▶ _SOURCE DOCUMENT_
__________
CORDIS - EU research results

Energy Game for Awareness of energy efficiency in social housing communities

Periodic Reporting for period 3 - EnerGAware (Energy Game for Awareness of energy efficiency in social housing communities)

Reporting period: 2017-02-01 to 2018-04-30

The overall objective of the EnerGAware project was to reduce energy consumption and carbon emissions between 15-30% in a sample of European social housing by changing the energy efficiency behaviour of the social tenants through the implementation of a serious game linked to the real energy use of the participants’ homes.
The implementation of the Energy Cat serious game in the Plymouth social housing pilot was found to provide an average energy consumption reduction of 5.34% at the long-term horizon. Tenants were found to improve engagement in certain specific energy saving behaviours over time (i.e. setting bedroom radiators to a lower temperature than normal). Tenants were also found to report improved perceived affordability of energy bills over time, and had increased understanding of how their homes used energy over time. In addition, engagement in the programme was found to be useful in educating subjects about fuel poverty. Obtained results suggest that behaviour change may have been restricted due to a desire to maintain comfort levels, health reasons, and the fact subjects perceived they were already using very little energy. The project found evidence for a greater short-term impact on energy consumption reduction and engagement in the energy saving behaviours. Results provide useful feedback and insight which should be incorporated into the development of future serious game interventions.
__________
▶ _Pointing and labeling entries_
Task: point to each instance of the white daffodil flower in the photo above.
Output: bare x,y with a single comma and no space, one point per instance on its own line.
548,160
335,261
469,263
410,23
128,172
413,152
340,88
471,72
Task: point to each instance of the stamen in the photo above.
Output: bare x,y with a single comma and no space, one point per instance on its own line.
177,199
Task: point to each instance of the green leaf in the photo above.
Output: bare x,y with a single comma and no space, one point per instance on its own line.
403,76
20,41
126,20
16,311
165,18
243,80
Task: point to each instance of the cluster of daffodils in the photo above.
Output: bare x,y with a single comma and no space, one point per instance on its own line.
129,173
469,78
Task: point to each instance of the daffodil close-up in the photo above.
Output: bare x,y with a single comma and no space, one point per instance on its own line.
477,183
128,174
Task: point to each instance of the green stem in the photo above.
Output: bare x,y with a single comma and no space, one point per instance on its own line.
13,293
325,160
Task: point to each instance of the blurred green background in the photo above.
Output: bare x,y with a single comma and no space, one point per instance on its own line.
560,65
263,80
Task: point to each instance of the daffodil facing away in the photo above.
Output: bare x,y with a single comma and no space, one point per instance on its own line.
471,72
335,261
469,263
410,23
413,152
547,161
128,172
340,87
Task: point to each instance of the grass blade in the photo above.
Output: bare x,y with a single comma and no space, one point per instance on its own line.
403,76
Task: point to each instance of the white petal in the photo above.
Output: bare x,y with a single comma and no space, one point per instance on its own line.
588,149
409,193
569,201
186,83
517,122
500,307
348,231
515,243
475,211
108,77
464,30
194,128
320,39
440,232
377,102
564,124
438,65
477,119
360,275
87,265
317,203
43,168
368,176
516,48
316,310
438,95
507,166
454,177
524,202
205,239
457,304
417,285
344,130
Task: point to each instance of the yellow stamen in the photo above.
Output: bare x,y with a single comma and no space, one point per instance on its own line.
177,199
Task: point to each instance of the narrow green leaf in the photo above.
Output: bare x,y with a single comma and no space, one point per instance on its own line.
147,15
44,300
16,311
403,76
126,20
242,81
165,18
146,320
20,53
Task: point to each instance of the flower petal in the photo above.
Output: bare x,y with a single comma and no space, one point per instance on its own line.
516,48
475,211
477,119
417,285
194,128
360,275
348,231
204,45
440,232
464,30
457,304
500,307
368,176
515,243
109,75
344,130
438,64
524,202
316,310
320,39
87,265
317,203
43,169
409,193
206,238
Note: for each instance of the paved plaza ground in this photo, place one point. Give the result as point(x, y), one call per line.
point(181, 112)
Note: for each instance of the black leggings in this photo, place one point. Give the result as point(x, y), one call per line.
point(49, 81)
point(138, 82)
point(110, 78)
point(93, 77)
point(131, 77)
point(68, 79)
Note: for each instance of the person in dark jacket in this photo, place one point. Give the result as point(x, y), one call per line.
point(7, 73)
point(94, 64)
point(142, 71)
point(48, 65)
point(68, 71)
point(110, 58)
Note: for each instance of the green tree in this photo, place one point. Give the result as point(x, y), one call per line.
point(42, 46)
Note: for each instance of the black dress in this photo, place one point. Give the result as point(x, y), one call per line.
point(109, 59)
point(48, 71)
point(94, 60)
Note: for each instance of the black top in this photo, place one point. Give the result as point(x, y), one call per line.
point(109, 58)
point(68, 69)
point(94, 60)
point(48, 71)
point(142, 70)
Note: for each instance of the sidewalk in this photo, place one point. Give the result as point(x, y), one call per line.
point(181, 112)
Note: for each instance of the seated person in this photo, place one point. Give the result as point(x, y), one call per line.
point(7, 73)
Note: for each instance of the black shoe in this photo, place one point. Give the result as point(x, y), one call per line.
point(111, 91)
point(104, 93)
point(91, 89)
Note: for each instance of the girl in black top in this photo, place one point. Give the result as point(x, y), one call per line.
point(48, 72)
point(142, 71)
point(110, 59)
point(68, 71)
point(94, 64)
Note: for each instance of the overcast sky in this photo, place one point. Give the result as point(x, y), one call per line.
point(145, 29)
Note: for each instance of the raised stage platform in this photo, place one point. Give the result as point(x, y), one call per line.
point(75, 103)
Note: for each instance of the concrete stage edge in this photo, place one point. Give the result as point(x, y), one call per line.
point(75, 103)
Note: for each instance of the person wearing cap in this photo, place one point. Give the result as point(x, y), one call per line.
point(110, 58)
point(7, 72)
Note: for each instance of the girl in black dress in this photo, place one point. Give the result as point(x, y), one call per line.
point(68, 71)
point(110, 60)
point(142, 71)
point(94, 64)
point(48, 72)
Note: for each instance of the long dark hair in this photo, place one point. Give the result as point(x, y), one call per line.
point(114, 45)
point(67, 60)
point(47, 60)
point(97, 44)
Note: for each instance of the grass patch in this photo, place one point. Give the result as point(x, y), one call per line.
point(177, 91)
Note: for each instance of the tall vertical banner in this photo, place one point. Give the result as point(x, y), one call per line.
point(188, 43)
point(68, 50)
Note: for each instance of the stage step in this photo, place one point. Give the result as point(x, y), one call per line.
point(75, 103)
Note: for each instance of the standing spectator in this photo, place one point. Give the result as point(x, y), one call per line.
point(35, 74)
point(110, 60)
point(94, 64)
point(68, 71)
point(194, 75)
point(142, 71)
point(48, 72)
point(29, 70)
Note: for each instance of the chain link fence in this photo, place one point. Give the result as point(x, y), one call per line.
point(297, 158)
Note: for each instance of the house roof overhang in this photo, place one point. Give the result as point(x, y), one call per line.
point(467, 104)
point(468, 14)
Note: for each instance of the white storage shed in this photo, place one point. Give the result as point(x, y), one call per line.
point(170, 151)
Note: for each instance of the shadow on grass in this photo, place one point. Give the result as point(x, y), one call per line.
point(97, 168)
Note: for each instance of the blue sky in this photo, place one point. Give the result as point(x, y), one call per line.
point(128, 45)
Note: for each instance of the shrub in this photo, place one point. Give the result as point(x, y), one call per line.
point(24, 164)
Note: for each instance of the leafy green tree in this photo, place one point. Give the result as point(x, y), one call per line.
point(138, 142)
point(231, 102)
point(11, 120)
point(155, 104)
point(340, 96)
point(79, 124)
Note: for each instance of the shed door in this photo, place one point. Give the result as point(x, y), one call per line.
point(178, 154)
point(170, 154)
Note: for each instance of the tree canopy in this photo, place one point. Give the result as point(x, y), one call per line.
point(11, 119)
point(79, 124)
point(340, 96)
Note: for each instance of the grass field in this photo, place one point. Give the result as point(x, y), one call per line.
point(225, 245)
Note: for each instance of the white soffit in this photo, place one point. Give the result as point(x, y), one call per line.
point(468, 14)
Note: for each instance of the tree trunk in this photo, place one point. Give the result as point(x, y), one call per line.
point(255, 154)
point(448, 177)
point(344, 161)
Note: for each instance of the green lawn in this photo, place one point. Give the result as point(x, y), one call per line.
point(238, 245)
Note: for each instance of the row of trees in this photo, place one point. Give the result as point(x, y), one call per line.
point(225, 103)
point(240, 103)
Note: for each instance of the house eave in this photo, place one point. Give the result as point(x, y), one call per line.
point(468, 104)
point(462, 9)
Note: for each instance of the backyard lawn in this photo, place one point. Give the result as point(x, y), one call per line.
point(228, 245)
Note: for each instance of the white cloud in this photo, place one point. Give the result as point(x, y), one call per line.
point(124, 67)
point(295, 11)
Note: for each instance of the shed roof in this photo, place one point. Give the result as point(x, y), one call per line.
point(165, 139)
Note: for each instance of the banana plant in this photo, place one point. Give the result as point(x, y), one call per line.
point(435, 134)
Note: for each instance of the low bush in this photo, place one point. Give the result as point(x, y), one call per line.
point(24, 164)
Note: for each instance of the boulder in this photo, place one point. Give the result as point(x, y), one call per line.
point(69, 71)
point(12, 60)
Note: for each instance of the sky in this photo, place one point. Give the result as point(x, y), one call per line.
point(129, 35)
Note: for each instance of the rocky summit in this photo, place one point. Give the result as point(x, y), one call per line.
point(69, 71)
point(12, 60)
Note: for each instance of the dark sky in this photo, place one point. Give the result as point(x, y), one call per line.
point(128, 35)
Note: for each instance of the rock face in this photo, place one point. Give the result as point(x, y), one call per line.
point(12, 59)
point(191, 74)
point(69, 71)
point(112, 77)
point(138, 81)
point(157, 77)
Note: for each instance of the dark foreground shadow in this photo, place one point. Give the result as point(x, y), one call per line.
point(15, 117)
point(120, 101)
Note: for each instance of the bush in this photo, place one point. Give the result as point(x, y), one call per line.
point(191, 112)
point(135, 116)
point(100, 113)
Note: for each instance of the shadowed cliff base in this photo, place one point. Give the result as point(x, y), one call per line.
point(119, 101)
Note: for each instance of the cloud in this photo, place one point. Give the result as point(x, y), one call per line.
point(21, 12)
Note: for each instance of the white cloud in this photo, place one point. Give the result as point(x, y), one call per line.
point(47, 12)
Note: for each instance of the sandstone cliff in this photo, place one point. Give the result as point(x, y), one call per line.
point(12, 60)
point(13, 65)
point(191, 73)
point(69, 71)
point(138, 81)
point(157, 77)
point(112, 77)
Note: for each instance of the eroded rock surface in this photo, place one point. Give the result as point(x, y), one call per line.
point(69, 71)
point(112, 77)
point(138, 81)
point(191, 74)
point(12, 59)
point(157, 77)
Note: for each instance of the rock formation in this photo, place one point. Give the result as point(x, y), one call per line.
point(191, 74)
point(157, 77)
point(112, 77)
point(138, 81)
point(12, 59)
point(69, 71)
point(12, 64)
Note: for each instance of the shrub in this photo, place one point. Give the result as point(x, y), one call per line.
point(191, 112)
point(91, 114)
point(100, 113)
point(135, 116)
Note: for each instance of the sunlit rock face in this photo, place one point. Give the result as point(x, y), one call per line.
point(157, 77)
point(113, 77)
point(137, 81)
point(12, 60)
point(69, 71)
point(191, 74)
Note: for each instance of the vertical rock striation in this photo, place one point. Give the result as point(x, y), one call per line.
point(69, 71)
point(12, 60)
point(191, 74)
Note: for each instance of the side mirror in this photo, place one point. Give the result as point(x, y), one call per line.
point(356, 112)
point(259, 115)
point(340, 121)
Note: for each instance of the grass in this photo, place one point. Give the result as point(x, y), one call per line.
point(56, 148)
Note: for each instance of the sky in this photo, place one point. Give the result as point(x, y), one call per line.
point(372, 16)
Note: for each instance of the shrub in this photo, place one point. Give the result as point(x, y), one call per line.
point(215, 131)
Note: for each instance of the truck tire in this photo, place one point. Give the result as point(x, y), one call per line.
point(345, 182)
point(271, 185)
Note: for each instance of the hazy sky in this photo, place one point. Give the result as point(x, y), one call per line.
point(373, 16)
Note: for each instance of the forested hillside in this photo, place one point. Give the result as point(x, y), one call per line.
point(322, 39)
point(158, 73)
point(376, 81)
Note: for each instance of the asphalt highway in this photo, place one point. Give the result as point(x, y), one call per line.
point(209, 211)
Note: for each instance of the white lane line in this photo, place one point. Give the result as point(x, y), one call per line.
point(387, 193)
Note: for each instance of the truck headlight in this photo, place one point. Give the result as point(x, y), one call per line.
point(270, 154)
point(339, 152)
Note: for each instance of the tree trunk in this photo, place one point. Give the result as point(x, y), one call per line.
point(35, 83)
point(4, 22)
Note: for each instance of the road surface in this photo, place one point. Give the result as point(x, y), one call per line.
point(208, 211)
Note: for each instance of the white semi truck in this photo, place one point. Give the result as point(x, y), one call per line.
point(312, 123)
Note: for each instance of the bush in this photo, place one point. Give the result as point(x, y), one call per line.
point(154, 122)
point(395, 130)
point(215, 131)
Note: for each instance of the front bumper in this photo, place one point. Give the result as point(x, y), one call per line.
__________
Carry the EnerGAware project summary forward from its final sentence. Nothing in the listing is required here.

Tasks performed during the first year provided a comprehensive identification and analysis of the specific user, building and game requirements necessary to design the integrated serious game and metering system solution. Requirements were defined through a large-scale, city-wide survey, administered to 2,772 social houses in Plymouth; information collected during 3 focus groups undertaken with social housing tenants; and building characteristics of all the DCH social housing stock in Plymouth. At the end of the first year, a prototype of the game was released and tested in further focus groups with social tenants. The methodology to monitor, evaluate and verify the effects of the serious game was also developed during the first 12 months of the project.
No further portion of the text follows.